[EXTRACTED RECORDS]
* START *

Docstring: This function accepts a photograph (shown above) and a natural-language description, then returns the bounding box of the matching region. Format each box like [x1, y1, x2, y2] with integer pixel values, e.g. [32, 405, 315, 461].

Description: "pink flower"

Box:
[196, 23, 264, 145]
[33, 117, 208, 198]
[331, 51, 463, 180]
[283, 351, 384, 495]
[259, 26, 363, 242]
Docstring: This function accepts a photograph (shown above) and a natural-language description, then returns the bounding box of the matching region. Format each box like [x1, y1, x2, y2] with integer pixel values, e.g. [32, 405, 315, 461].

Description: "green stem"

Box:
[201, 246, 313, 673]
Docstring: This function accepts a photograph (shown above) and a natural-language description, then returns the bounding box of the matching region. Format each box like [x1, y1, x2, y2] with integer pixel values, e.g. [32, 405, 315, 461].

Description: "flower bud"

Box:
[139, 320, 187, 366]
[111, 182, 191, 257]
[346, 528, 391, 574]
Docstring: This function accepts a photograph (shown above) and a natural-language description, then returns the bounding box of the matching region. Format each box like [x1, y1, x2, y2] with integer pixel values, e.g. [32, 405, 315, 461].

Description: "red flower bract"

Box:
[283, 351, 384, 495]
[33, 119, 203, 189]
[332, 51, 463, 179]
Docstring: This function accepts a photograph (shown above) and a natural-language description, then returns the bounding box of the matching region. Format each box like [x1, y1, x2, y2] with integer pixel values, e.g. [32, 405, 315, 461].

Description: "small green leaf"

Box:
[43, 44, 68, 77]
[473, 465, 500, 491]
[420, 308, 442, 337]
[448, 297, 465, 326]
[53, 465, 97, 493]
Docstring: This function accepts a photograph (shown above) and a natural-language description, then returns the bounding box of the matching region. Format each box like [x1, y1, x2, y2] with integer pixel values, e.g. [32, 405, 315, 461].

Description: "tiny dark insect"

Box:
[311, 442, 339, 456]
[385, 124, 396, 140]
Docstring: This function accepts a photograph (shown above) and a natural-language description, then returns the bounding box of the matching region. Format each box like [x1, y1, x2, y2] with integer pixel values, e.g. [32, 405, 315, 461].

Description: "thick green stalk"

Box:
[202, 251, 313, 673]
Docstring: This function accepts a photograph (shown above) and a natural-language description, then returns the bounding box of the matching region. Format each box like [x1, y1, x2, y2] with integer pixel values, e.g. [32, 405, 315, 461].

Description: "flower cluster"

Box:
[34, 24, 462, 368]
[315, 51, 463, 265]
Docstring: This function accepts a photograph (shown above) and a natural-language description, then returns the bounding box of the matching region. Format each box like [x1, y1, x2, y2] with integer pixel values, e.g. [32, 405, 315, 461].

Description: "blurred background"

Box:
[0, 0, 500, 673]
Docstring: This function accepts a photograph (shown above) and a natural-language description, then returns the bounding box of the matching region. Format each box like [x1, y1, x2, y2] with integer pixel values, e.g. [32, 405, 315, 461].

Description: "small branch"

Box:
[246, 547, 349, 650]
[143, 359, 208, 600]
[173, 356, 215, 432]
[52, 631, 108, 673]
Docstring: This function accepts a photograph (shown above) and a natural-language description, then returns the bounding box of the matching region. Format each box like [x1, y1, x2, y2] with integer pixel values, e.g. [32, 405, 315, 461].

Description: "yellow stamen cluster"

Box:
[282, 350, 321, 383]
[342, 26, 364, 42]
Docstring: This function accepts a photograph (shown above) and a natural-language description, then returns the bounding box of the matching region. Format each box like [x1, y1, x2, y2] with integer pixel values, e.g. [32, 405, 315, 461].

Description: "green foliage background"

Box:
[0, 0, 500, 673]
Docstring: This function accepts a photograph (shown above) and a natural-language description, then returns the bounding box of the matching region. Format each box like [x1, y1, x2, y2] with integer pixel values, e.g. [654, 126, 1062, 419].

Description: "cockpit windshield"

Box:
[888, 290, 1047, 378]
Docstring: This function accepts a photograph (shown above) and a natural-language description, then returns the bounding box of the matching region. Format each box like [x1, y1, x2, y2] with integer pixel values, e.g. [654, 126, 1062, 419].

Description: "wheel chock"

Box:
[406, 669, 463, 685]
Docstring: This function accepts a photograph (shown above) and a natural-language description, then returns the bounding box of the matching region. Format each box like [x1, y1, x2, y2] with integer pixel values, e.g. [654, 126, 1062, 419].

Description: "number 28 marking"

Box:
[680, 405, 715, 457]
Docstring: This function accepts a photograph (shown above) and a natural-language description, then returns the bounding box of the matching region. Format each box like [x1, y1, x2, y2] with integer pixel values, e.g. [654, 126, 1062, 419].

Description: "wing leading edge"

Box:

* END *

[TASK] Copy the listing word for word, beginning with its first line and continuing through the line that contains "[385, 124, 396, 140]", with both of those lines included.

[SOLUTION BELOW]
Docstring: This function accepts a photograph (shown above) and a natural-language description, then returns the bounding box of the matching region. Format each box like [x1, y1, x2, y2] with integer pixel values, e.g. [32, 405, 315, 461].

Description: "pink flower"

Box:
[196, 23, 264, 145]
[33, 117, 208, 198]
[331, 51, 463, 180]
[283, 351, 384, 495]
[259, 26, 363, 242]
Docstring: This function accepts a photograph (shown above) and a natural-language description, then returns the bounding box of the matching region. Format each box like [x1, y1, x2, y2] with integer pixel values, e.g. [32, 405, 315, 461].

Description: "green stem"

Box:
[201, 246, 313, 673]
Docstring: This function accepts a photograph (shown above) and a natural-language description, then returns the bounding box of the matching region. Format each box like [x1, y1, x2, y2] with integer pixel values, e.g. [32, 405, 315, 461].

Description: "flower bud"

Box:
[139, 320, 187, 366]
[111, 182, 191, 257]
[346, 528, 391, 574]
Docstring: This function accepts a photograph (shown above) and a natural-language description, then returns the bounding box of the matching region. Format each box like [x1, y1, x2, y2] with integer pixel values, e.g. [32, 405, 315, 461].

Description: "red flower bract"

Box:
[283, 351, 384, 495]
[33, 119, 203, 189]
[332, 51, 463, 179]
Docstring: This function accepts a photograph (shown above) and a natural-language description, then returns the bounding box of the matching region. Format each box like [x1, y1, x2, y2] with integer pixel values, e.g. [32, 405, 315, 461].

Description: "small green leaf"

Box:
[43, 44, 68, 77]
[473, 465, 500, 491]
[420, 308, 442, 337]
[448, 297, 465, 326]
[53, 465, 97, 493]
Docstring: This function accepts a photograph (shown above) and a natural-language description, then returns the bounding box of the matching region. Format each box like [x1, y1, x2, y2] with integer pixel values, e.g. [32, 405, 315, 461].

Description: "tiny dark insect"

Box:
[311, 442, 339, 456]
[385, 124, 396, 140]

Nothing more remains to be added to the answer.